Prompt → Locate every line in the records below containing the word "that" and copy each such line out. Case counts.

Supplied data →
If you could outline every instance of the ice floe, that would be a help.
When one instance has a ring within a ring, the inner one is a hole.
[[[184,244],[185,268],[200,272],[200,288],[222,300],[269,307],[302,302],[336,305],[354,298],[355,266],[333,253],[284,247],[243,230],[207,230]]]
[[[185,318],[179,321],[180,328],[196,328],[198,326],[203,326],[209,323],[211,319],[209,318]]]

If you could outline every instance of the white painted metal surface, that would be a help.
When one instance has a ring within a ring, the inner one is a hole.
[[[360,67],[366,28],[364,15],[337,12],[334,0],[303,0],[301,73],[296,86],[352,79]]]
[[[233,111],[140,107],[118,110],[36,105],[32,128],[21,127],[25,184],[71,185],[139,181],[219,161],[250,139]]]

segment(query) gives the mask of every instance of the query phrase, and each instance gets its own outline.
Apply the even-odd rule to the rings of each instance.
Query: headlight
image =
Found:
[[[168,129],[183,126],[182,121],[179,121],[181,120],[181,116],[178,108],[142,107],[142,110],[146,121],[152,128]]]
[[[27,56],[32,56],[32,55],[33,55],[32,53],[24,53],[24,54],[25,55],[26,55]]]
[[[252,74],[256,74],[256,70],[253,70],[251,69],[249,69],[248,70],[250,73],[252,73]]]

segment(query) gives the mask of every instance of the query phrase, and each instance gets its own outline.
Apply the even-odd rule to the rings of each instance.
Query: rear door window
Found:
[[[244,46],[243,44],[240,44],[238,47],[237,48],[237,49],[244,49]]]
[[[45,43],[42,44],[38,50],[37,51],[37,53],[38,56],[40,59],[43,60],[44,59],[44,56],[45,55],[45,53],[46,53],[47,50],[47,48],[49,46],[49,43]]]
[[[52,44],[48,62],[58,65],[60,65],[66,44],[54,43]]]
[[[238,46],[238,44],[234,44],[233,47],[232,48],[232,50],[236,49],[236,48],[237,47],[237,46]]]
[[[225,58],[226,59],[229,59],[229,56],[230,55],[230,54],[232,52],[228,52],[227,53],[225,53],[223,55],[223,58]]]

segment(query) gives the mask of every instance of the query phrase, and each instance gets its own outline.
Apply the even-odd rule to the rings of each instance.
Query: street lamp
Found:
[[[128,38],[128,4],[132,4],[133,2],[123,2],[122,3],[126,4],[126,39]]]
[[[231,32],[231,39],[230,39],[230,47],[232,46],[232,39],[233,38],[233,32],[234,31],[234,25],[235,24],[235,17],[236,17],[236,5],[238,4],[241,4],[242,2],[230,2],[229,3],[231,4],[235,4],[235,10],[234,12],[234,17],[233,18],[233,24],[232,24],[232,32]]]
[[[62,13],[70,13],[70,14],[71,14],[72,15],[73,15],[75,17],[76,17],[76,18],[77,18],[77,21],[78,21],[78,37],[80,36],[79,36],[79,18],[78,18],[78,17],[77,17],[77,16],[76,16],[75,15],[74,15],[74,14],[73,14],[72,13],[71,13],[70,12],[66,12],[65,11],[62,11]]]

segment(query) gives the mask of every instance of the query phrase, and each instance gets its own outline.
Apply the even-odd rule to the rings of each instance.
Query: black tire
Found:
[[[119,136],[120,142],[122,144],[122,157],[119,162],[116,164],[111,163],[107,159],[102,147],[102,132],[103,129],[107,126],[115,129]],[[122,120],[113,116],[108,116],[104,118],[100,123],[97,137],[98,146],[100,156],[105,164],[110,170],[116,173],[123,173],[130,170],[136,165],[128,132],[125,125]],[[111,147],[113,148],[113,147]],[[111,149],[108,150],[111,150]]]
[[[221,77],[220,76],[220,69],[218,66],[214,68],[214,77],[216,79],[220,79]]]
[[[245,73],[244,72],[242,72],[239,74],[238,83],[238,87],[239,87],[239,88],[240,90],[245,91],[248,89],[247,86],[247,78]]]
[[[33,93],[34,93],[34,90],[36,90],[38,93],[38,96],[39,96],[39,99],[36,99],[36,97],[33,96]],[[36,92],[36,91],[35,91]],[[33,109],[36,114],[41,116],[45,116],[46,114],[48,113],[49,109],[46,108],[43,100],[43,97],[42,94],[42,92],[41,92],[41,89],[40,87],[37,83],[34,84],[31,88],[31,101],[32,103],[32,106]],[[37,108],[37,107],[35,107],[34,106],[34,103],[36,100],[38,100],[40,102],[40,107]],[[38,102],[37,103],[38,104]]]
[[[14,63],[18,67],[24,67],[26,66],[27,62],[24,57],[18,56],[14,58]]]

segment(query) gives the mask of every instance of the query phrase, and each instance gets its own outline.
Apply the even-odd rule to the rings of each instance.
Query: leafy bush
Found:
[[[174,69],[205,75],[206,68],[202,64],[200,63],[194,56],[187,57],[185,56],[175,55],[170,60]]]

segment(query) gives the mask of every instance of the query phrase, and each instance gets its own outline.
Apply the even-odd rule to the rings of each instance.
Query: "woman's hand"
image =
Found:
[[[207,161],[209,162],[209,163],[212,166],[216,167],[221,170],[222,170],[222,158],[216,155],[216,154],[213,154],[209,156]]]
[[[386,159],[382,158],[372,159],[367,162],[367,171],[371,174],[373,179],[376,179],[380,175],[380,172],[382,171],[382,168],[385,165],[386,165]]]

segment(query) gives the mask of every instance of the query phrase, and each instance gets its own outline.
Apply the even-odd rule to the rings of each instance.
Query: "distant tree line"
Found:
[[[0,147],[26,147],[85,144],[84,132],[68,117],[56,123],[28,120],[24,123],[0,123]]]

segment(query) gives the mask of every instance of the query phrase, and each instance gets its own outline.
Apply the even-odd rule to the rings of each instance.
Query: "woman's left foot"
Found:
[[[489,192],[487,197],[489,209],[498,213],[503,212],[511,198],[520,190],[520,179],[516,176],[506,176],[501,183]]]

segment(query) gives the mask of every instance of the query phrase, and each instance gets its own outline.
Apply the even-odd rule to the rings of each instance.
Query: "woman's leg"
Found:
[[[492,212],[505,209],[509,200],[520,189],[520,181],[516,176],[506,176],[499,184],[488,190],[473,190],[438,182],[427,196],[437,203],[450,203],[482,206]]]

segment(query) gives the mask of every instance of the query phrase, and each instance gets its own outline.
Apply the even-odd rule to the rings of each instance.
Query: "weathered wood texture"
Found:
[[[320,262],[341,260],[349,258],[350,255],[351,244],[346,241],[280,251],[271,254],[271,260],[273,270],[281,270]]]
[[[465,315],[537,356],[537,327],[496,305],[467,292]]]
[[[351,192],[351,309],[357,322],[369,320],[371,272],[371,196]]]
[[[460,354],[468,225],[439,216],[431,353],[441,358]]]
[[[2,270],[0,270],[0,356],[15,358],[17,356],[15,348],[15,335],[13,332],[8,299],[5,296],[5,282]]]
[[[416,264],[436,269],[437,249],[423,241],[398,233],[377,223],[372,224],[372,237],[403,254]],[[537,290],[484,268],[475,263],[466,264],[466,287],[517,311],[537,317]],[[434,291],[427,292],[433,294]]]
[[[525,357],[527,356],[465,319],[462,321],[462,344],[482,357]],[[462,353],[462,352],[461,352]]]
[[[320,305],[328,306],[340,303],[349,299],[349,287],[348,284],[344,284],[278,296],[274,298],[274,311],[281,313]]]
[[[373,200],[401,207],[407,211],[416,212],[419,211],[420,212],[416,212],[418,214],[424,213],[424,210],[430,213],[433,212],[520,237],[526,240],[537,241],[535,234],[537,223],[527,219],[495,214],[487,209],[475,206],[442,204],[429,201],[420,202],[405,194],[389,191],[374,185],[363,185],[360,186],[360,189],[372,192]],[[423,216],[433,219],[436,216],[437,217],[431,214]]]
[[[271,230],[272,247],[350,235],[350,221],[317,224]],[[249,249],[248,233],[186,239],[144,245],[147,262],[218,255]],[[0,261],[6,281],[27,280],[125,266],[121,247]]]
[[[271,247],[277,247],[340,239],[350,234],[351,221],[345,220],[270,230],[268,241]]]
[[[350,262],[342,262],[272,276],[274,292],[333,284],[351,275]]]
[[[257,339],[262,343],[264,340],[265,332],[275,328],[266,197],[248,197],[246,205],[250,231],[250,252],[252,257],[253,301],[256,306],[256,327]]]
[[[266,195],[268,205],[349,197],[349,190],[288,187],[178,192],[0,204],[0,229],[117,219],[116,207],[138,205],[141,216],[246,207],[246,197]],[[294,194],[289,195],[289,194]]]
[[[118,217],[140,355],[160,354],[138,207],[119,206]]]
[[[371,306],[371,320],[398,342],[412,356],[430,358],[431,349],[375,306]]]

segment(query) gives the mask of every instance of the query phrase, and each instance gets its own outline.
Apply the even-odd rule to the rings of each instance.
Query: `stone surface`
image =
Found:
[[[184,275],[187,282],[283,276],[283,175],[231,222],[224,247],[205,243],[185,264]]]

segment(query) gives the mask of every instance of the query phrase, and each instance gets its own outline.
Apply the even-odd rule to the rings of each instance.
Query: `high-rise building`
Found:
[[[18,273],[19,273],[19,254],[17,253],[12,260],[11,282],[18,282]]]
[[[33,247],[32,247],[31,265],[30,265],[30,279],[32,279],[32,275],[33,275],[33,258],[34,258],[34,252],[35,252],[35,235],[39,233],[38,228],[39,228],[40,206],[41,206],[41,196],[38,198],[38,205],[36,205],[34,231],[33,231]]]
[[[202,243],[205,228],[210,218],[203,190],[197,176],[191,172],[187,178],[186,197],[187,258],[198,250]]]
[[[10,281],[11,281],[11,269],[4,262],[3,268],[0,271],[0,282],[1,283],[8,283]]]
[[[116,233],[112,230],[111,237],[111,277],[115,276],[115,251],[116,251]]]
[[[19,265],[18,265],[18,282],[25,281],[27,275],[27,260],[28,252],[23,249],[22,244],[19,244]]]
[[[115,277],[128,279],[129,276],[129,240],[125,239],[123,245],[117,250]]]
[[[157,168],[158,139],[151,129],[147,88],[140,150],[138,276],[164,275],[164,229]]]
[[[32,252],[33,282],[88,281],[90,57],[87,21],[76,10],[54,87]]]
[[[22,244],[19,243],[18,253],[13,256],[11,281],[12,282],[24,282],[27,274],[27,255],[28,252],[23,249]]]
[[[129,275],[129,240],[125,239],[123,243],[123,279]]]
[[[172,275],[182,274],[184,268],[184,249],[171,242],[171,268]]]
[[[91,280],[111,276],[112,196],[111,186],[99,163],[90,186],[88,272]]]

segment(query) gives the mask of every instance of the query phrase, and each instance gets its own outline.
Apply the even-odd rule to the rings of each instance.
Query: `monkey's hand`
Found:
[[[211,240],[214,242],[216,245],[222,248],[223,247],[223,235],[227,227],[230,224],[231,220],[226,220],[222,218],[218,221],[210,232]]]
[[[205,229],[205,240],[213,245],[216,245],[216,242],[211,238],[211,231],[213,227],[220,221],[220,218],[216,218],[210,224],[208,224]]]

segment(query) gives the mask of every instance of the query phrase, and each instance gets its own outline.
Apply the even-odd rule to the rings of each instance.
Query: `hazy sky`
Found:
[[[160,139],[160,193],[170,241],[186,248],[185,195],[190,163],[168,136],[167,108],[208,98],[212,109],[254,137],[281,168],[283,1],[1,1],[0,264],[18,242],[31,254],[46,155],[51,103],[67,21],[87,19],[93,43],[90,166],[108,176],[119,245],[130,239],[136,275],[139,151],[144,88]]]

Result below →
If you could outline every instance of the ice floe, that would be a help.
If you could outline every instance of the white painted metal surface, that would be a help.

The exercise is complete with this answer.